> EXTRACTED ENTRIES:
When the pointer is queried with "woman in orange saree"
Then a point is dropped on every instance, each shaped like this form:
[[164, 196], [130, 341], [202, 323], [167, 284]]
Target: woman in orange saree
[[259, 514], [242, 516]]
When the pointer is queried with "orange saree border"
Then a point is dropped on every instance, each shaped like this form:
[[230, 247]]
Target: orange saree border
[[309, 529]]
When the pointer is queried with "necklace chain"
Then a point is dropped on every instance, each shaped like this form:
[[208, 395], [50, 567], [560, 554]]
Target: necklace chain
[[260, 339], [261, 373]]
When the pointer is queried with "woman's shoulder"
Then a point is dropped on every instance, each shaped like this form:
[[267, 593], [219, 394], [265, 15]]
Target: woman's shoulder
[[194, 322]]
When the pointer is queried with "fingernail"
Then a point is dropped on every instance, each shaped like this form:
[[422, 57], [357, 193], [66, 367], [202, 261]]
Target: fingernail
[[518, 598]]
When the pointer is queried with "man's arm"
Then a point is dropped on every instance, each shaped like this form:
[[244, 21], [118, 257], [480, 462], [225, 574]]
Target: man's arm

> TO DO:
Repeat exactly the lines starting at the line with "Target: orange saree border" and ending with the final line of the entries. Include nothing else.

> EXPECTED ANSWER:
Target: orange saree border
[[309, 529]]
When the pointer is queried with "necklace chain"
Then a point is dropped on every instance, each shaped like this form:
[[208, 395], [50, 567], [560, 554]]
Target: necklace chain
[[260, 339], [261, 373]]
When the pointer is queried with "woman's shoulder"
Then a point is dropped on every instance, each shaped like this form:
[[267, 593], [219, 394], [265, 15]]
Target: woman's shoulder
[[194, 322]]
When the pointer is queried with "fingernail"
Then a point is dropped on every instance, each shaped like this form:
[[422, 57], [357, 193], [66, 367], [202, 261]]
Target: fingernail
[[518, 598]]
When the pointer is queried with "man's arm"
Then a point is dropped on every instance, each shaped like this form:
[[244, 21], [118, 257], [480, 462], [225, 574]]
Target: man's arm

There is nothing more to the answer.